##### Records supplied

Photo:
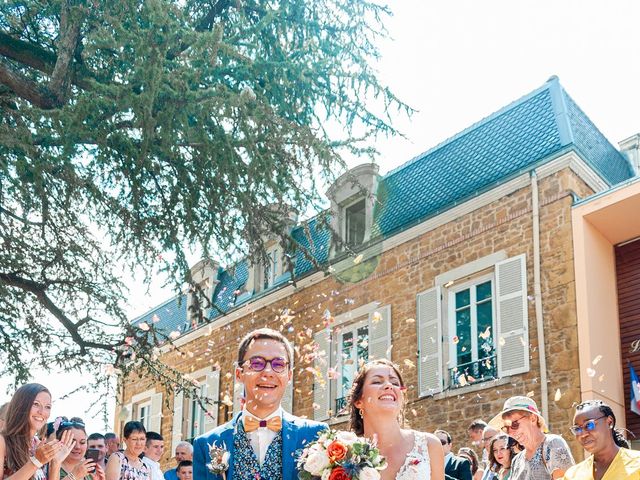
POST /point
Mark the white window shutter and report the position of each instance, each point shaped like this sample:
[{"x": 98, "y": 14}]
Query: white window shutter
[
  {"x": 512, "y": 316},
  {"x": 380, "y": 333},
  {"x": 287, "y": 399},
  {"x": 155, "y": 419},
  {"x": 238, "y": 394},
  {"x": 126, "y": 413},
  {"x": 321, "y": 388},
  {"x": 213, "y": 396},
  {"x": 429, "y": 342},
  {"x": 176, "y": 431}
]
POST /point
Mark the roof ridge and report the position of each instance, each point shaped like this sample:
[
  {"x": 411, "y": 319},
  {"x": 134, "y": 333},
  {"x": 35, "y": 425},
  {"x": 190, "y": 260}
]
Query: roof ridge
[
  {"x": 157, "y": 307},
  {"x": 473, "y": 126}
]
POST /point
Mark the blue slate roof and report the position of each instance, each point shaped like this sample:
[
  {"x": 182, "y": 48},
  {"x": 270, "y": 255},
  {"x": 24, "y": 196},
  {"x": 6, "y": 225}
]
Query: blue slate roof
[{"x": 530, "y": 131}]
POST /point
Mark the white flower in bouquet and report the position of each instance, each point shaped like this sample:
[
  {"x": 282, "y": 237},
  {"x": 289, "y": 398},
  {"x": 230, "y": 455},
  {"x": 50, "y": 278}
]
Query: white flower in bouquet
[
  {"x": 316, "y": 462},
  {"x": 348, "y": 438},
  {"x": 368, "y": 473}
]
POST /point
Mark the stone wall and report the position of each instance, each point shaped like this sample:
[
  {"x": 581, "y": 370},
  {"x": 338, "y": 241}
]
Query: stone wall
[{"x": 411, "y": 268}]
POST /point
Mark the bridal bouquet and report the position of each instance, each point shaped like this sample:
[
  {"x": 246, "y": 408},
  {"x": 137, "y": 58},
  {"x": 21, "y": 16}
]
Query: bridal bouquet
[{"x": 340, "y": 456}]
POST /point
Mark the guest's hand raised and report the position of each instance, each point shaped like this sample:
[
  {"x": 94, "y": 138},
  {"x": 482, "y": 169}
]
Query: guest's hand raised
[
  {"x": 67, "y": 443},
  {"x": 46, "y": 451},
  {"x": 84, "y": 468},
  {"x": 98, "y": 474}
]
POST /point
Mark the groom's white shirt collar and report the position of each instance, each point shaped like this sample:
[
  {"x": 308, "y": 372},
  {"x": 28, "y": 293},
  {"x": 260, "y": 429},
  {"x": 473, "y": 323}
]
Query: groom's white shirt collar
[{"x": 261, "y": 438}]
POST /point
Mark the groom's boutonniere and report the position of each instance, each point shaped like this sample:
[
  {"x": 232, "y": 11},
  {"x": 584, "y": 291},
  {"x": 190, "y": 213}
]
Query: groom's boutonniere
[{"x": 219, "y": 460}]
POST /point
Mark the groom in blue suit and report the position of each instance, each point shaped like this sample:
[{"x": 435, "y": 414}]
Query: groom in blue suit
[{"x": 262, "y": 439}]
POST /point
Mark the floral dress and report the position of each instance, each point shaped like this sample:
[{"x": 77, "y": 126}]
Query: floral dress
[
  {"x": 129, "y": 472},
  {"x": 552, "y": 454},
  {"x": 417, "y": 465}
]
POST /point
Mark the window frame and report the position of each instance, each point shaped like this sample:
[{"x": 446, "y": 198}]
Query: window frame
[
  {"x": 192, "y": 408},
  {"x": 451, "y": 315},
  {"x": 345, "y": 221},
  {"x": 146, "y": 419},
  {"x": 336, "y": 342}
]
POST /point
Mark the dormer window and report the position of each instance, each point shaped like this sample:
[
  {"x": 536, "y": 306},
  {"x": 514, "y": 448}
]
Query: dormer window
[
  {"x": 269, "y": 271},
  {"x": 355, "y": 222},
  {"x": 352, "y": 198},
  {"x": 204, "y": 278},
  {"x": 273, "y": 267}
]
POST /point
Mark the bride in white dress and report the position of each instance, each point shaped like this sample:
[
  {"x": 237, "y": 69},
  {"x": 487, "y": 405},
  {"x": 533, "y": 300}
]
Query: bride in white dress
[{"x": 375, "y": 405}]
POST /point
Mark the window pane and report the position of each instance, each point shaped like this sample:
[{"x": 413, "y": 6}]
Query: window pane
[
  {"x": 363, "y": 344},
  {"x": 463, "y": 298},
  {"x": 485, "y": 329},
  {"x": 483, "y": 291},
  {"x": 348, "y": 361},
  {"x": 463, "y": 332},
  {"x": 355, "y": 223}
]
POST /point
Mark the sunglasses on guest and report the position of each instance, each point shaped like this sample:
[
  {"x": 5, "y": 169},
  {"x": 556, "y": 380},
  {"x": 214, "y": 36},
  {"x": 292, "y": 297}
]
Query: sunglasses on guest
[
  {"x": 514, "y": 425},
  {"x": 587, "y": 426},
  {"x": 69, "y": 424},
  {"x": 258, "y": 364}
]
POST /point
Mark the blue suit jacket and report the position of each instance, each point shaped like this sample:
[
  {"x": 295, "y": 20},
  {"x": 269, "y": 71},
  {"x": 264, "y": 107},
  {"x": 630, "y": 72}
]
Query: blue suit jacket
[
  {"x": 171, "y": 474},
  {"x": 296, "y": 433}
]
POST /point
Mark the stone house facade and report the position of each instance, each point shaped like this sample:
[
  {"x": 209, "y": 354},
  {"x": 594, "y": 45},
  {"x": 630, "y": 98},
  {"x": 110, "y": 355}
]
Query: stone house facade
[{"x": 460, "y": 269}]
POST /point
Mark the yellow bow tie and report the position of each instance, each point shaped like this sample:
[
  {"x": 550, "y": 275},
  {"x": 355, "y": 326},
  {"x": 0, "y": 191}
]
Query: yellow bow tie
[{"x": 251, "y": 424}]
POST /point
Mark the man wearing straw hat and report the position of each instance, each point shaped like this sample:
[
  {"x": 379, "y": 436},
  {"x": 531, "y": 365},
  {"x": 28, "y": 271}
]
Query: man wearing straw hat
[{"x": 545, "y": 456}]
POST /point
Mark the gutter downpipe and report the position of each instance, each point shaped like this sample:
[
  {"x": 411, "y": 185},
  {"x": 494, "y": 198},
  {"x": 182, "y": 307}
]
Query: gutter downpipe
[{"x": 537, "y": 291}]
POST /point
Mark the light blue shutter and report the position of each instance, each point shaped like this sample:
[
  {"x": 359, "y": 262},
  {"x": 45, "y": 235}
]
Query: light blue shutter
[
  {"x": 287, "y": 399},
  {"x": 212, "y": 393},
  {"x": 322, "y": 388},
  {"x": 155, "y": 418},
  {"x": 176, "y": 431},
  {"x": 238, "y": 394},
  {"x": 512, "y": 316},
  {"x": 429, "y": 326},
  {"x": 380, "y": 333}
]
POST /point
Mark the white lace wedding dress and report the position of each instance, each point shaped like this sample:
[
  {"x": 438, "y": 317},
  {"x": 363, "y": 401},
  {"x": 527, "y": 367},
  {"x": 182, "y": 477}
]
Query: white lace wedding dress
[{"x": 417, "y": 465}]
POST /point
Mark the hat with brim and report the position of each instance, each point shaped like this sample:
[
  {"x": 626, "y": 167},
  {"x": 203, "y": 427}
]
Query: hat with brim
[{"x": 518, "y": 404}]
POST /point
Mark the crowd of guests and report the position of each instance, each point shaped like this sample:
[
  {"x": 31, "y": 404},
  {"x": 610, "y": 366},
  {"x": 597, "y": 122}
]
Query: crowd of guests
[
  {"x": 33, "y": 448},
  {"x": 515, "y": 445}
]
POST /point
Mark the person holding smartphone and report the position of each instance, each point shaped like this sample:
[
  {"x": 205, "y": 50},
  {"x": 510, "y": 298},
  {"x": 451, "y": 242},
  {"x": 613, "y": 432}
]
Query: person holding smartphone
[{"x": 76, "y": 466}]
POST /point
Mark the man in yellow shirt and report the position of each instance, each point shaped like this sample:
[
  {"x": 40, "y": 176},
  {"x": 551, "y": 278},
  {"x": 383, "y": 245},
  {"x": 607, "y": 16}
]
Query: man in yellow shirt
[{"x": 594, "y": 425}]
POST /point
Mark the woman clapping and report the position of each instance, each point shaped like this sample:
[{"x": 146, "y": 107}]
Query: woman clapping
[
  {"x": 76, "y": 466},
  {"x": 22, "y": 455}
]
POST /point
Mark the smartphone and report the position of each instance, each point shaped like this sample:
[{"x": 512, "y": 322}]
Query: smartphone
[{"x": 93, "y": 454}]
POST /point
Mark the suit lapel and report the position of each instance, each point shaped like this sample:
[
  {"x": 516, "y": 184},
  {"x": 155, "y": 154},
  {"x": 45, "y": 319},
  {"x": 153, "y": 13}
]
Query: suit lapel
[
  {"x": 227, "y": 438},
  {"x": 289, "y": 442}
]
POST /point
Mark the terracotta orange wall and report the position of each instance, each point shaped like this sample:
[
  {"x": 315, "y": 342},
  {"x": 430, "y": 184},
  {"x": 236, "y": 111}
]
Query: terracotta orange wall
[{"x": 596, "y": 230}]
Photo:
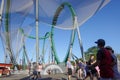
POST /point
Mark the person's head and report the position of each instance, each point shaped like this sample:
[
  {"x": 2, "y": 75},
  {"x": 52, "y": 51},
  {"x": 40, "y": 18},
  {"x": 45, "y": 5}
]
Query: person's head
[
  {"x": 91, "y": 56},
  {"x": 100, "y": 43},
  {"x": 110, "y": 49}
]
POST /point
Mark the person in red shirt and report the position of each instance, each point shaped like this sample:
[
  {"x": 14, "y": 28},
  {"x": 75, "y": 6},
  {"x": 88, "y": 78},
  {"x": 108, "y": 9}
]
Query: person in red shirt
[{"x": 104, "y": 60}]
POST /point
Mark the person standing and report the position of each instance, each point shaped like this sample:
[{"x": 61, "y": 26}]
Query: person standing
[
  {"x": 115, "y": 68},
  {"x": 39, "y": 69},
  {"x": 69, "y": 69},
  {"x": 104, "y": 61}
]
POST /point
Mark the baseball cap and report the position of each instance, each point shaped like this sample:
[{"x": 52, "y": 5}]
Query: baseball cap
[
  {"x": 100, "y": 42},
  {"x": 108, "y": 47}
]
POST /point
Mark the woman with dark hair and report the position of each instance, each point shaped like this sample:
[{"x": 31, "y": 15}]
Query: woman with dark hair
[{"x": 115, "y": 68}]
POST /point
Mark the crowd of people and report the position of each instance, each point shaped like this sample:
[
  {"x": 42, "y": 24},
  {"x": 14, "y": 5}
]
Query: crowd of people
[{"x": 104, "y": 67}]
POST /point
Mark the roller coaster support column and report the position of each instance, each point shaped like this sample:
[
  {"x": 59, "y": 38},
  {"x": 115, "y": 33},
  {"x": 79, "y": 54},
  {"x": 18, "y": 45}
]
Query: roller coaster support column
[
  {"x": 37, "y": 31},
  {"x": 79, "y": 37},
  {"x": 1, "y": 11}
]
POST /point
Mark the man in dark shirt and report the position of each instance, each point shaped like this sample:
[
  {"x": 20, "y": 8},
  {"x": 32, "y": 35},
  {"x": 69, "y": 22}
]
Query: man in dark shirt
[{"x": 104, "y": 61}]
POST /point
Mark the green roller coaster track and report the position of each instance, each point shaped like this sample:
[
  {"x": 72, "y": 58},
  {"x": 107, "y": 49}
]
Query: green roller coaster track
[{"x": 48, "y": 34}]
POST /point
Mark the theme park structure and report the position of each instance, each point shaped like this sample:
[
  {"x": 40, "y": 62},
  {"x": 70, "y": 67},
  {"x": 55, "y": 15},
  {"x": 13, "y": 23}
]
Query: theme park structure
[{"x": 17, "y": 19}]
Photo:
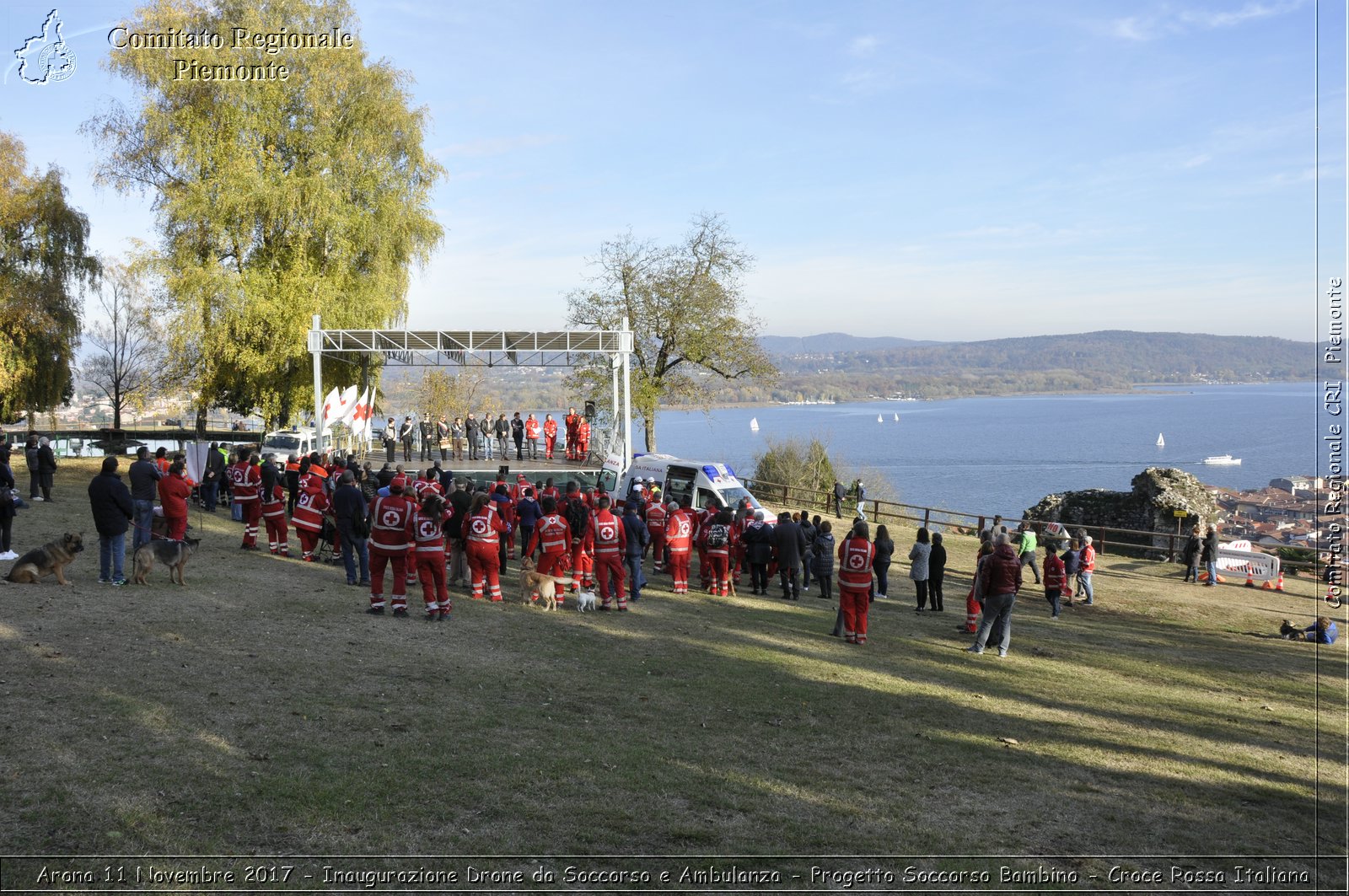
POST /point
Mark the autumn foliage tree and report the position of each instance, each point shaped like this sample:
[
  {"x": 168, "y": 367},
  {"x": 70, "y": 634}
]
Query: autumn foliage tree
[
  {"x": 276, "y": 200},
  {"x": 685, "y": 305},
  {"x": 45, "y": 267}
]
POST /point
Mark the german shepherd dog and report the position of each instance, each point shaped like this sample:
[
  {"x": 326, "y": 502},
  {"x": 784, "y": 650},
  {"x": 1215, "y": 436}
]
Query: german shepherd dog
[
  {"x": 53, "y": 556},
  {"x": 172, "y": 554}
]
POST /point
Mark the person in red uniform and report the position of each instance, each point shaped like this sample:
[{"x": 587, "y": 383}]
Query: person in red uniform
[
  {"x": 582, "y": 439},
  {"x": 606, "y": 541},
  {"x": 429, "y": 539},
  {"x": 483, "y": 528},
  {"x": 309, "y": 513},
  {"x": 246, "y": 482},
  {"x": 553, "y": 537},
  {"x": 680, "y": 527},
  {"x": 175, "y": 491},
  {"x": 274, "y": 517},
  {"x": 390, "y": 534},
  {"x": 656, "y": 514},
  {"x": 856, "y": 557},
  {"x": 550, "y": 436},
  {"x": 532, "y": 431},
  {"x": 572, "y": 424},
  {"x": 719, "y": 543}
]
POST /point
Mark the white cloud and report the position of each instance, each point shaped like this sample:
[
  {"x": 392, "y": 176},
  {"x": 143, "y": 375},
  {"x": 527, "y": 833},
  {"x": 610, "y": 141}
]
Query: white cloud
[
  {"x": 1173, "y": 20},
  {"x": 863, "y": 46}
]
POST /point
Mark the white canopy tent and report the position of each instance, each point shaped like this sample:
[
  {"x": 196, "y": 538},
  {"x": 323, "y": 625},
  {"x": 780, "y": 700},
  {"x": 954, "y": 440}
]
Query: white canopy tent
[{"x": 486, "y": 348}]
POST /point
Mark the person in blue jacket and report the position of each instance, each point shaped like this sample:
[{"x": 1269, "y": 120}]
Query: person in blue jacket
[{"x": 1319, "y": 632}]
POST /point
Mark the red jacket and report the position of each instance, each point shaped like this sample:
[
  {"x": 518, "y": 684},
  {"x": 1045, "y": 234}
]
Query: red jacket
[
  {"x": 1054, "y": 575},
  {"x": 856, "y": 556},
  {"x": 173, "y": 496},
  {"x": 1000, "y": 571}
]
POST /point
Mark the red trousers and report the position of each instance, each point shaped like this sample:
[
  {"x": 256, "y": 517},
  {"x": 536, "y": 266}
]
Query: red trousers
[
  {"x": 854, "y": 602},
  {"x": 679, "y": 571},
  {"x": 606, "y": 566},
  {"x": 308, "y": 541},
  {"x": 378, "y": 561},
  {"x": 583, "y": 567},
  {"x": 253, "y": 512},
  {"x": 718, "y": 566},
  {"x": 177, "y": 527},
  {"x": 485, "y": 568},
  {"x": 278, "y": 534},
  {"x": 431, "y": 570}
]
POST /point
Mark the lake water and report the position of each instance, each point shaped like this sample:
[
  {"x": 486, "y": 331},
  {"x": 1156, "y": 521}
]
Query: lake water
[{"x": 1002, "y": 455}]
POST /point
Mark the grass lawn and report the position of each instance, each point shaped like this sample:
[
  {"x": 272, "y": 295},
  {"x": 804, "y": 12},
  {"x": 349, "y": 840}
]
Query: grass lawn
[{"x": 261, "y": 711}]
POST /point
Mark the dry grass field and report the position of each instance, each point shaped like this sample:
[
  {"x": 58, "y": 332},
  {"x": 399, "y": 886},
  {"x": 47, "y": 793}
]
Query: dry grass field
[{"x": 261, "y": 711}]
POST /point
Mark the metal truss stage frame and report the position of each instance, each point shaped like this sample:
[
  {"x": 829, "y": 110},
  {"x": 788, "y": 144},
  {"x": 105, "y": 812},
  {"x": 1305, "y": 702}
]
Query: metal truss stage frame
[{"x": 486, "y": 348}]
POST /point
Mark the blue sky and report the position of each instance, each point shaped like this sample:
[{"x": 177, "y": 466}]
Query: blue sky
[{"x": 932, "y": 170}]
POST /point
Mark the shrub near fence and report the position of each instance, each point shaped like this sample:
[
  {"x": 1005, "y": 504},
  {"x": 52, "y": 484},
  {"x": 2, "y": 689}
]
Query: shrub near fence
[{"x": 1137, "y": 543}]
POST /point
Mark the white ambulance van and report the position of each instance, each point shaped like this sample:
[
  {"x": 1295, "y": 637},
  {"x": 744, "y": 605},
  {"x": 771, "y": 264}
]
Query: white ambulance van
[{"x": 676, "y": 478}]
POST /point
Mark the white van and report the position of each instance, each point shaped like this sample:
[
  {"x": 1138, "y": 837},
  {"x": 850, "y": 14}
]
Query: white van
[
  {"x": 289, "y": 442},
  {"x": 676, "y": 478}
]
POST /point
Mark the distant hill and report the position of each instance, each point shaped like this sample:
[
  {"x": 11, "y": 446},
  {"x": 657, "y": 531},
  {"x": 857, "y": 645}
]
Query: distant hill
[
  {"x": 1108, "y": 361},
  {"x": 830, "y": 343}
]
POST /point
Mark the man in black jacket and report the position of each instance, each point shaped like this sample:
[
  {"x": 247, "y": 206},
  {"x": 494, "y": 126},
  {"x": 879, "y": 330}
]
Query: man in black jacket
[
  {"x": 211, "y": 478},
  {"x": 348, "y": 507},
  {"x": 111, "y": 503},
  {"x": 789, "y": 543},
  {"x": 145, "y": 491},
  {"x": 46, "y": 467}
]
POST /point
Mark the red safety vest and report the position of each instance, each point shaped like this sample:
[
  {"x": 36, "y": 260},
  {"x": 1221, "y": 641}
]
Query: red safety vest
[
  {"x": 679, "y": 530},
  {"x": 274, "y": 505},
  {"x": 428, "y": 534},
  {"x": 309, "y": 510},
  {"x": 607, "y": 534},
  {"x": 856, "y": 556},
  {"x": 552, "y": 534},
  {"x": 389, "y": 523},
  {"x": 246, "y": 480},
  {"x": 485, "y": 527}
]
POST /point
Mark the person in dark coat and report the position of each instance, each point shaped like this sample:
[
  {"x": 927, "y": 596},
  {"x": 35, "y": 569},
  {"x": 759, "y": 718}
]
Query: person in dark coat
[
  {"x": 1209, "y": 555},
  {"x": 6, "y": 503},
  {"x": 759, "y": 550},
  {"x": 30, "y": 458},
  {"x": 789, "y": 544},
  {"x": 637, "y": 540},
  {"x": 809, "y": 530},
  {"x": 822, "y": 559},
  {"x": 1190, "y": 556},
  {"x": 46, "y": 467},
  {"x": 348, "y": 507},
  {"x": 110, "y": 500},
  {"x": 145, "y": 493},
  {"x": 937, "y": 572}
]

##########

* [Task details]: Collect every line of the records above that contains the word "woman", matching case exactly.

* [Complete output]:
Mark the woman clapping and report the position of each instance, each point shaped like this sample:
Query: woman clapping
Mark the woman with dark hair and report the position of each instance, each point shaped like this sample:
Query: woman with dark hair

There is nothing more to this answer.